--- DIRECTIVE 1 ---
Filter the entries below, copying every line that contains the string "person".

--- TEXT SHOWN ---
Contribution Technique on Trees

Watch the video for a high level overview before reading the blog. random-tree You are given a rooted tree. How do you find out the distance between any 2 nodes?

Denote $d [u]$ to be the distance of node $u$ from the root. It can be calculated with simple Tree DP while doing a DFS on the tree. Then, $d i s t (u, v) = d [u] + d [v] - 2 \cdot d [L C A (u, v)]$ So, if you know how to compute the Lowest Common Ancestor of any 2 nodes, finding out the distance between any 2 nodes is easy.

But what if you don’t know how to compute LCA. Can you still solve this problem? It’s difficult. But what if I ask you to compute the distance between nodes $x$ and $x + 1$ . But node $x$ and $x + 1$ can be located anywhere in the tree, so this problem is as difficult as the previous one.

But what if the tree had a special structure. Assume that the nodes of the tree are numbered in DFS order. In this special tree, can you find out the distance between node $x$ and $x + 1$ without involving LCA? dfs-order-tree What properties does this special tree have?

Consider the subtree of node $4$ . Notice that all elements in its subtree are consecutive numbers greater than 4. Is this always true? Yes, a subtree of node $x$ will have all consecutive elements starting from $x + 1$ .

The distance between node $x$ and $x + 1$ is usually one. But there are some nodes for which it is not one. For example $(3, 4)$ , $(5, 6)$ , $(6, 7)$ , $(7, 8)$ $(10, 11)$ , $(11, 12)$ . What do these nodes have in common? They were the last leaf when you were doing the DFS on some subtree, hence it’s successor went into a different subtree.

But how do you identify the last leaf in the subtree? Note that the DFS order assigns label as soon as it encounters a node. Therefore, the last leaf in the subtree must have the highest label.

Define $m x [u]$ to the maximum label of a node in the subtree of node $u$ . This can be computed with a simple Tree DP.

It is clear that the distance between $x$ and $x + 1$ is not 1 only if $x$ is equal to $m x [u]$ of some node $u$ .

But, for each $x$ , we can’t afford to check each $u$ and see if $m x [u] = x$ . But can we do it the other way round? Let’s process each node $u$ and record somewhere that $m x [u]$ is one such vertex whose distance to its successor is not 1.

This is the first form of Contribution Technique where iterating one quantity over the other improved the time complexity from $O (n^{2})$ to $O (n)$ .

Now we know the list of nodes whose successor is somewhere far in another subtree. But is this information useful to us? Not really, because we still don’t know how far. Can we also figure out how far using Contribution Technique?

Let’s consider a path between $x$ and $x + 1$ . 2-types-of-paths It is a combination of an upward path and a downward path. Notice that a downward path always has length 1.

This time, instead of processing nodes and marking $m x [u]$ , let’s process edges and see what info we can extract.

Consider any edge $p \to c$ . How many downward paths will it be a part of? Since a downward path has length 1, the journey has to end at node $c$ . So, what are the starting points of the journey? There can only be one starting point, i.e. $c - 1$ . But does this mean that $c - 1 = p$ if this edge acts as a downward path? No, because the path from $c - 1$ can originate from a different subtree, go upward and finally do down and end at $c$ . But do we really care where $c - 1$ is located? No, because wherever it is, we’ve just found an edge that will be in its path. For example, look at the edge between $1 \to 7$ in the tree. Do we care about where 6 is? No. We just know that it HAS to cross this edge before reaching 7.

Part of a data file

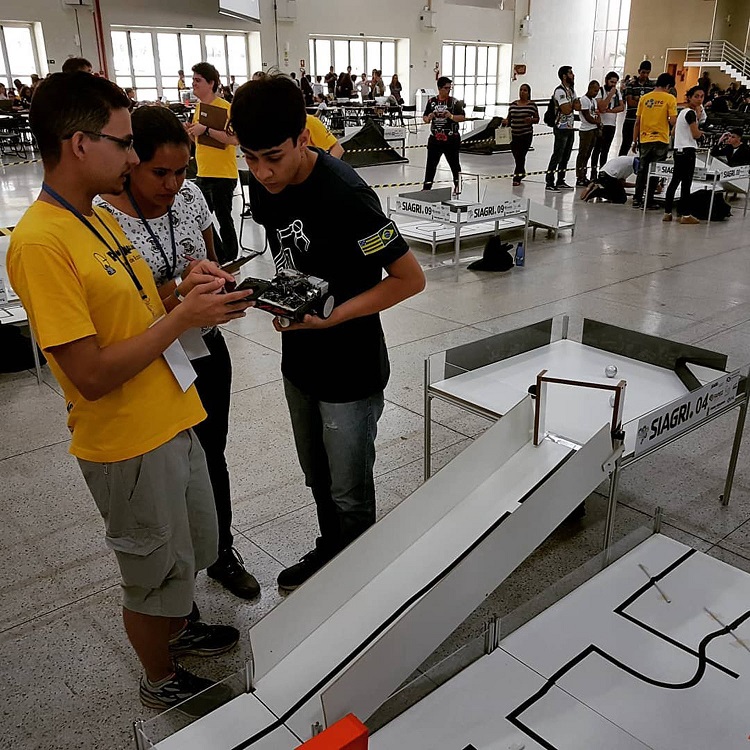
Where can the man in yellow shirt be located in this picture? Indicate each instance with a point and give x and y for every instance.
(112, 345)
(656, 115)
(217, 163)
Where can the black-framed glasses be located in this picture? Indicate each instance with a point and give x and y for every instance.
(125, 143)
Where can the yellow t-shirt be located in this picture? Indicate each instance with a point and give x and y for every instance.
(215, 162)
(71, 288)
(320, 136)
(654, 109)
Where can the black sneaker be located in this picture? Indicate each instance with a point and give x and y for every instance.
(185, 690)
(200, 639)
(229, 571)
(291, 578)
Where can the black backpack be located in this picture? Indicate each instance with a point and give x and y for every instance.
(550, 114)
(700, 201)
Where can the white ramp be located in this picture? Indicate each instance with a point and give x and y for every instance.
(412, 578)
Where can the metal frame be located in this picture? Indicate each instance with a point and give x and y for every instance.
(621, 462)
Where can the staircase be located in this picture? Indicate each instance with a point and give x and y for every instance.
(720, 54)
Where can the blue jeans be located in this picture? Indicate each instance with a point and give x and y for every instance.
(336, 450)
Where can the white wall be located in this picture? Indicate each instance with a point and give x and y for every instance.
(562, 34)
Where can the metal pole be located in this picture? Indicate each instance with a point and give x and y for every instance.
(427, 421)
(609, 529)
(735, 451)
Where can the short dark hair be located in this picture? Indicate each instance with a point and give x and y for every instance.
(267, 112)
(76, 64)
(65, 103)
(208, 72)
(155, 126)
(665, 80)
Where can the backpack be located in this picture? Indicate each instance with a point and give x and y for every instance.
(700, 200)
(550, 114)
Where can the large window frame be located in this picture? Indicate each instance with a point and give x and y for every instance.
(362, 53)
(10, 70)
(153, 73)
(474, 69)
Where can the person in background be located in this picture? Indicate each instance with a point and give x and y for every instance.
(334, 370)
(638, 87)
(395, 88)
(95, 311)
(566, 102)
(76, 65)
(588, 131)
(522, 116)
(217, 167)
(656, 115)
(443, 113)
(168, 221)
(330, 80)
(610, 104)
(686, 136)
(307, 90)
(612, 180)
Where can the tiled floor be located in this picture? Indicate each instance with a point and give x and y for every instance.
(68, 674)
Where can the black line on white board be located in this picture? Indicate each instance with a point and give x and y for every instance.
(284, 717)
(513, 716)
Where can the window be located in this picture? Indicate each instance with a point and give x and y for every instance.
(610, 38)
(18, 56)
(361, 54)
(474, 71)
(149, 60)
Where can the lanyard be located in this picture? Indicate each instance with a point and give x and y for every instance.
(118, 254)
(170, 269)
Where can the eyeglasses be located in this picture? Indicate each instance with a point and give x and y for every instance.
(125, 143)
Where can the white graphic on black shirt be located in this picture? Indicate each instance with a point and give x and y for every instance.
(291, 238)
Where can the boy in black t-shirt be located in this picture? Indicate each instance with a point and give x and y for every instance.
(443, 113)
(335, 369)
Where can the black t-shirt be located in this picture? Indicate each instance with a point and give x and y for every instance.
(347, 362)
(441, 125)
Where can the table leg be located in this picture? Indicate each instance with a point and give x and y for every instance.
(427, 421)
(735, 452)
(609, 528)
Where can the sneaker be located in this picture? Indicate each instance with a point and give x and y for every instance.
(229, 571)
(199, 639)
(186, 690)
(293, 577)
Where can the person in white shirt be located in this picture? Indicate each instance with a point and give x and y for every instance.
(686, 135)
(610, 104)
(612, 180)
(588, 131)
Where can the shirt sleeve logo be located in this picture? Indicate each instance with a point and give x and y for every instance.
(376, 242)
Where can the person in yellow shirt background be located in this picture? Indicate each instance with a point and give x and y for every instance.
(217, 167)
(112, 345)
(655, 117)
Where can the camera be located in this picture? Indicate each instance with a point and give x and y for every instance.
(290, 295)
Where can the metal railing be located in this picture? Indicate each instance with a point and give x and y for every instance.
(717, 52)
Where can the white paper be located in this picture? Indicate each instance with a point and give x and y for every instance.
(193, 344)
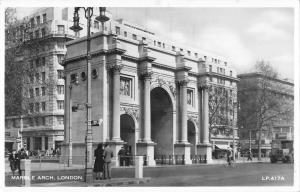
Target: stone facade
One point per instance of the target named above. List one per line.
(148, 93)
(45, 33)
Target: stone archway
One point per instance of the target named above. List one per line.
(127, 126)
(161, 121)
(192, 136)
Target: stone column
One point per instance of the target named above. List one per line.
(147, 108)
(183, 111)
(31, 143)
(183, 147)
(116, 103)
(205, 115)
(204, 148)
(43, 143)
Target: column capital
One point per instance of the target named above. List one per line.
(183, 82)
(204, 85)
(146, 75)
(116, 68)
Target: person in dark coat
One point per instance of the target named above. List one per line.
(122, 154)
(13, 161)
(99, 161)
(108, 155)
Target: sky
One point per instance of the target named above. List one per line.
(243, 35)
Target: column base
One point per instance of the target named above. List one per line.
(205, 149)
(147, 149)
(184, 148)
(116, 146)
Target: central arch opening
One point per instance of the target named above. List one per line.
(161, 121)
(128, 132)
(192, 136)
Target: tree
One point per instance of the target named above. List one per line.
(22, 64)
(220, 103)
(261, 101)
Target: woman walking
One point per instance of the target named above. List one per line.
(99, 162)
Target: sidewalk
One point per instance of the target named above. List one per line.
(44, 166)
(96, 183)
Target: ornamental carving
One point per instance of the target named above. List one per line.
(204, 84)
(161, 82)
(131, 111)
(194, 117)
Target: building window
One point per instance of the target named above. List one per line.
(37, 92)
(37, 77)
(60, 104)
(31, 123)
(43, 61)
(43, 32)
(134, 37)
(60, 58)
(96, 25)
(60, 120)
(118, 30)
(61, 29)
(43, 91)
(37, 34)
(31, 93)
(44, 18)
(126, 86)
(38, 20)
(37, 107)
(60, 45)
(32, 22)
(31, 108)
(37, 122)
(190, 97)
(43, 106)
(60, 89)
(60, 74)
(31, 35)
---
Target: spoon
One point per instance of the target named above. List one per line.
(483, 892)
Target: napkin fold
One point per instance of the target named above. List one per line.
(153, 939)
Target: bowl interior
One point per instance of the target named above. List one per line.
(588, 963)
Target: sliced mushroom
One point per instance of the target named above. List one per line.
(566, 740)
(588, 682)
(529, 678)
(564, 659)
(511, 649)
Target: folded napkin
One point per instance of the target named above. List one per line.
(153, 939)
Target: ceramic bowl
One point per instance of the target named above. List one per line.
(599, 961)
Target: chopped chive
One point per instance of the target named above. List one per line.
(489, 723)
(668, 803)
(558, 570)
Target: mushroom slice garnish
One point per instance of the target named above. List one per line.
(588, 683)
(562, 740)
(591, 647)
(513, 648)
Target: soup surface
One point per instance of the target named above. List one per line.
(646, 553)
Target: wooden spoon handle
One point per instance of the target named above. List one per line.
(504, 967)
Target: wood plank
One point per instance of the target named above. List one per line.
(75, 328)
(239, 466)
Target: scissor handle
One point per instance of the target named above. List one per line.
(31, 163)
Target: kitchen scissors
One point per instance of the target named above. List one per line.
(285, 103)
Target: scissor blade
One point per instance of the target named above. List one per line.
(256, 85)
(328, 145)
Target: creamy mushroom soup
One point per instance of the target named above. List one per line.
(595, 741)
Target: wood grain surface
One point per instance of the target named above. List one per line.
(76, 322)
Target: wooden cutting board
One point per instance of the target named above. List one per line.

--- DIRECTIVE 2 ---
According to the text on the contribution technique on trees, what length does a downward path between nodes x and x + 1 always have?

--- WRITTEN ANSWER 1 ---
Where can the person in background be located in this picture? Indicate each instance with a point and give x and y for every instance.
Where can the person in white shirt be located in this picture? Indicate each instance with a point and give x and y for every instance.
Where can the person in yellow shirt background be located in this picture? Indicate each instance with a point and give x and y for every instance.
Target: person in dark coat

--- WRITTEN ANSWER 2 ---
A downward path always has length 1.